** Opening DATA SHOWN block **

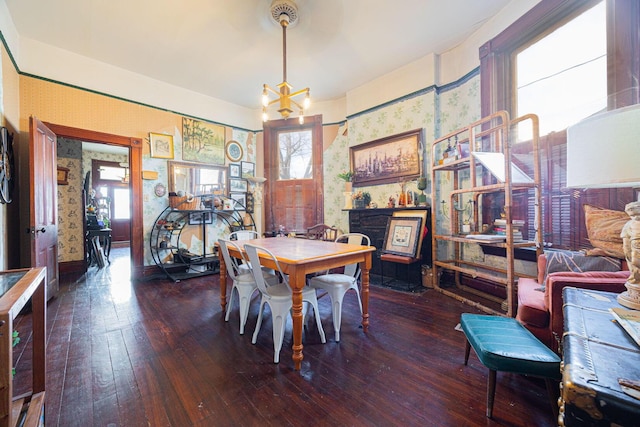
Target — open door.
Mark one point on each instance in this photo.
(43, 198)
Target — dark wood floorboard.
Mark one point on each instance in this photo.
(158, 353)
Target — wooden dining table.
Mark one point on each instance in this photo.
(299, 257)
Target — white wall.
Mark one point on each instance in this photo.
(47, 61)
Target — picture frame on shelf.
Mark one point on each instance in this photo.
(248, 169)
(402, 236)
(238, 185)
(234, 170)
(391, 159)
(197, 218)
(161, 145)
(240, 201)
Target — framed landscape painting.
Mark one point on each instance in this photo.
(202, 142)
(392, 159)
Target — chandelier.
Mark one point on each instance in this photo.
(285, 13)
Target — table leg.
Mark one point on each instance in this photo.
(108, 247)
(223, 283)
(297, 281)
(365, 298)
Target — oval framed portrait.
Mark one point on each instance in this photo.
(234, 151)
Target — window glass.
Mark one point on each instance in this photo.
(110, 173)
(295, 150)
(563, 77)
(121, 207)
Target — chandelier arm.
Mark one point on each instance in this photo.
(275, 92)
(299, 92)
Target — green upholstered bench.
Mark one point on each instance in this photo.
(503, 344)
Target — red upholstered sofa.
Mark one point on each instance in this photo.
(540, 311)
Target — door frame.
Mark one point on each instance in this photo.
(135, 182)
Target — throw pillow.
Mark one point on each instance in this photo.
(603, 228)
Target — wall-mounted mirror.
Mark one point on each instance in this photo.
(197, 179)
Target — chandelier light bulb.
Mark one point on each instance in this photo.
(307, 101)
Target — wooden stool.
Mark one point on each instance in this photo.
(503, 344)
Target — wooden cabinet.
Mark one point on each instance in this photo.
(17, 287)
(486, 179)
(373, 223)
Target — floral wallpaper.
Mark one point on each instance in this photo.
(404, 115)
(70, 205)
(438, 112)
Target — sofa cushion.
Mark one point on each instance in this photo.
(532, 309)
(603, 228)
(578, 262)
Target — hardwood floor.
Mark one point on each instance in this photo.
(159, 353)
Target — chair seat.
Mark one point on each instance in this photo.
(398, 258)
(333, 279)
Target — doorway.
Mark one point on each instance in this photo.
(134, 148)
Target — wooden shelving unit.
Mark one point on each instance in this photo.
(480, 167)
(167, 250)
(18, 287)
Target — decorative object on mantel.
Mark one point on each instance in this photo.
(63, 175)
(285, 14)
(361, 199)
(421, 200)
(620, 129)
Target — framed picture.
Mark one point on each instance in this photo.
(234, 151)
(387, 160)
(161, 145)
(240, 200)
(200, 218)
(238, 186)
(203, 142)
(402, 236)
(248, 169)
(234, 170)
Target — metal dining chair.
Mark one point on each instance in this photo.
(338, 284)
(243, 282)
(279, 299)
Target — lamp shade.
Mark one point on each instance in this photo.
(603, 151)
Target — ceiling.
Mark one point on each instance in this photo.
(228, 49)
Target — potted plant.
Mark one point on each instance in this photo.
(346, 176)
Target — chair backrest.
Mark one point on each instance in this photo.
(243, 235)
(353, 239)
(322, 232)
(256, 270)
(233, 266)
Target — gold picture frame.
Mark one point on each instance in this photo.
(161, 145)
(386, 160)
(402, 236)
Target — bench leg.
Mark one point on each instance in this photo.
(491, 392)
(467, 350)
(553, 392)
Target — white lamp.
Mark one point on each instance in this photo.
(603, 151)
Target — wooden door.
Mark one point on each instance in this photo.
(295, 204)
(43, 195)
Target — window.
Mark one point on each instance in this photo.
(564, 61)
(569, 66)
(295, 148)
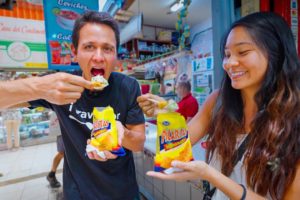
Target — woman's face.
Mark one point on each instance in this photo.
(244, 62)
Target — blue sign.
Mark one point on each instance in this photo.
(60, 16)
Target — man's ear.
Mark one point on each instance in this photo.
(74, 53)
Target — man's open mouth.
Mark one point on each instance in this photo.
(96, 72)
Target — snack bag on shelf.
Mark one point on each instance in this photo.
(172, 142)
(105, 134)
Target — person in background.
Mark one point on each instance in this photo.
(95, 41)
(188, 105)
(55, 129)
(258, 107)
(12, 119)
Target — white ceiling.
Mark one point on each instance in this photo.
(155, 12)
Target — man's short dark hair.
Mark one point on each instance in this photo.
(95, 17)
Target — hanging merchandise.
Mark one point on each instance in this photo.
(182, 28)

** Closing DATA SHOWN block **
** Opening DATA SHOWN block **

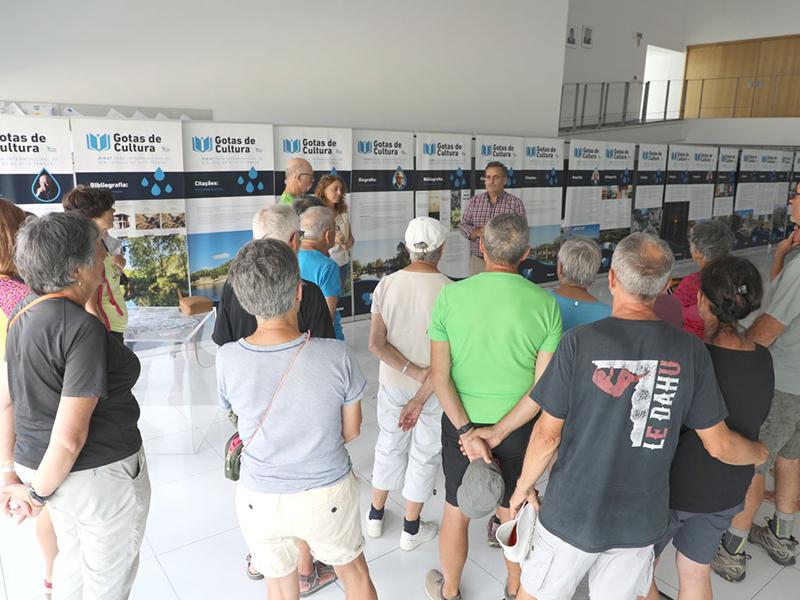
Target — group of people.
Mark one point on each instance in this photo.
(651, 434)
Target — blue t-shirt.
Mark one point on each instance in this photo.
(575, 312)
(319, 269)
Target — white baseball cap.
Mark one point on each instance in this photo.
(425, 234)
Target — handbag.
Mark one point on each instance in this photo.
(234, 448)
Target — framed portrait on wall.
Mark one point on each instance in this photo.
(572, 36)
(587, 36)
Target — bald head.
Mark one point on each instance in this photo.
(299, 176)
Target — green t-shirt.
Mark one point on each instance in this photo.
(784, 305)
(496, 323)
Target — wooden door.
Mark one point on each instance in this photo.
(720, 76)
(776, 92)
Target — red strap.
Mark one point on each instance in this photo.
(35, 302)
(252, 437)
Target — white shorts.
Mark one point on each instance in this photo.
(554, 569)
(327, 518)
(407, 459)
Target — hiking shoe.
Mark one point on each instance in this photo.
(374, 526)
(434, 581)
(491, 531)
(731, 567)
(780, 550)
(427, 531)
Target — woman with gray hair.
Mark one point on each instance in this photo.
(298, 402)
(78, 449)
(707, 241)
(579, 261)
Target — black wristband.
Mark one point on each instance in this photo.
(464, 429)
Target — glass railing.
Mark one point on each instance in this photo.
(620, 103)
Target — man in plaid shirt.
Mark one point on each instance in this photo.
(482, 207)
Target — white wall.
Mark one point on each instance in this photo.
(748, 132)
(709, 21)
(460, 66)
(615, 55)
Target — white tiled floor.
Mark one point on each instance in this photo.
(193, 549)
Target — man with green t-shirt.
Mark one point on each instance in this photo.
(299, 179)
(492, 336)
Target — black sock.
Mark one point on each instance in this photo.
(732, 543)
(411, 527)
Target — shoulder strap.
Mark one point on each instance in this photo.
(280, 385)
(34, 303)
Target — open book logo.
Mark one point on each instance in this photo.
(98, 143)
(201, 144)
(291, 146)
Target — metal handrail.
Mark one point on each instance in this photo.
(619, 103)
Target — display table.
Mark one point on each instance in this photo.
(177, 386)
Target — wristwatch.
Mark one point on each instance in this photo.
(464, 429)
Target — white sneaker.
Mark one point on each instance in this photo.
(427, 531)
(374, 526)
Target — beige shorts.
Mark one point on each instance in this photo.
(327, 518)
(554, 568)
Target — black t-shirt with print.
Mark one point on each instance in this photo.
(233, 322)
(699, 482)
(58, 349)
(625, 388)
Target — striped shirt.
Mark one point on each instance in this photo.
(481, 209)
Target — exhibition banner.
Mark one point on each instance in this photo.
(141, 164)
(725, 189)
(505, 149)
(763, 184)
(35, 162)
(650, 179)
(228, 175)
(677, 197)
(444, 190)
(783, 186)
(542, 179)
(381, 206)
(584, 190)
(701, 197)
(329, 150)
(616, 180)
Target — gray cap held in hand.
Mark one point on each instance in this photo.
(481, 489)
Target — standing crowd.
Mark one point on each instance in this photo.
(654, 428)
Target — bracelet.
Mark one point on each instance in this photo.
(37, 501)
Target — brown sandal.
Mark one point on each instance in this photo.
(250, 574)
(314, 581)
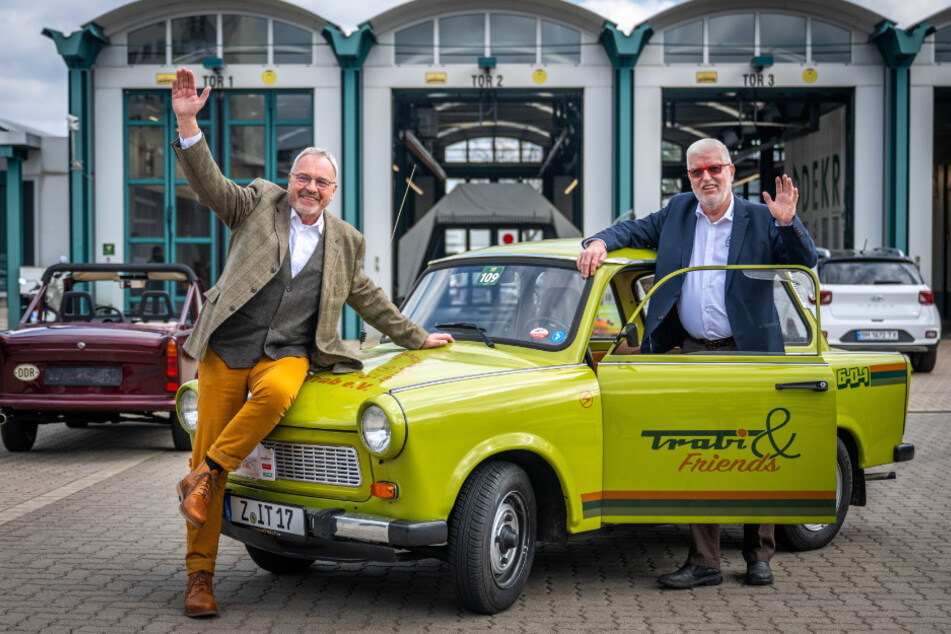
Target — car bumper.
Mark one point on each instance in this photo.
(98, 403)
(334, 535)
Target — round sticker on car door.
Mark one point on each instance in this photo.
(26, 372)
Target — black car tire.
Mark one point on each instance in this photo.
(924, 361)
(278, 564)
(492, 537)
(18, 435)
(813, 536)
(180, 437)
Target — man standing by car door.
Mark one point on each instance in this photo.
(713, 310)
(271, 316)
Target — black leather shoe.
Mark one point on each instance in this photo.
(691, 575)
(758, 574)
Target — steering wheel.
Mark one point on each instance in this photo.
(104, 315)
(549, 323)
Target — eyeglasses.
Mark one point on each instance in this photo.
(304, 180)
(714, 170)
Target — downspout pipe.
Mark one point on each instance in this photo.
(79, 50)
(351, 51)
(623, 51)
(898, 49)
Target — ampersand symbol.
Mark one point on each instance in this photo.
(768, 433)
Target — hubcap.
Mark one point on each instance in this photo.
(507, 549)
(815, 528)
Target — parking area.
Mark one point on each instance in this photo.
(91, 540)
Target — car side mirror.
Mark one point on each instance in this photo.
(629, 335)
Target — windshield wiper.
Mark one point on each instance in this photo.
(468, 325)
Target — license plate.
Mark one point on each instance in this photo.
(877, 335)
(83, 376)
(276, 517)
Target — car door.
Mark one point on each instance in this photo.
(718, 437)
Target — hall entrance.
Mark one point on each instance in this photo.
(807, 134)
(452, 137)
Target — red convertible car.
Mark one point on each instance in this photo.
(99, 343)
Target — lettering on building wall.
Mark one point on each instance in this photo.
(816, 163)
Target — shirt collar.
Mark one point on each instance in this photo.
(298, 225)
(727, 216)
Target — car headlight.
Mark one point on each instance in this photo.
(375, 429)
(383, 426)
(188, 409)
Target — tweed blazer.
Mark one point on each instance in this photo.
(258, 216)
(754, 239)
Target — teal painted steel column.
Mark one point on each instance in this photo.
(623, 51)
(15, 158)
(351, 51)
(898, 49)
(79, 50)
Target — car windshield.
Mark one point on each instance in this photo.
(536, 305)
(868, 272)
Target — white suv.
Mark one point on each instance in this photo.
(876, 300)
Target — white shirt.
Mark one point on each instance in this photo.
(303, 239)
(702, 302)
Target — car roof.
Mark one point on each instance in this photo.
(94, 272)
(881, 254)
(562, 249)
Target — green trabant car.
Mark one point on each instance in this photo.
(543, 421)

** Closing DATA SHOWN block **

WHAT IS REQUIRED:
Which lines run from the one holding "Target — open door." through the one holding "Target — chandelier arm." in the records above? Repeat them exactly, both included, and nothing more.

RESULT OF THIS EXERCISE:
Target — open door.
Mark one point on each instance in this photo.
(43, 198)
Target — dark wood floorboard.
Mark one point on each instance in this photo.
(158, 353)
Target — wooden dining table.
Mark one point on each instance in this photo.
(299, 257)
Target — white wall.
Mark one point on each instance in this photo.
(47, 61)
Target — picture frame on shelf.
Mark one point on each instance in this photo.
(248, 169)
(402, 236)
(238, 185)
(234, 170)
(391, 159)
(197, 218)
(161, 145)
(240, 201)
Target — framed landscape painting.
Mark one point on each instance in this photo.
(202, 142)
(392, 159)
Target — chandelier.
Mark one point on each instance in this photo.
(285, 13)
Target — table leg.
Mark one point on each instance in this photo.
(108, 247)
(223, 283)
(297, 281)
(365, 298)
Target — oval framed portrait.
Mark one point on each instance in this photo.
(234, 151)
Target — window glass.
Mark one point on each instance in this photo.
(110, 173)
(295, 150)
(563, 77)
(121, 207)
Target — chandelier arm.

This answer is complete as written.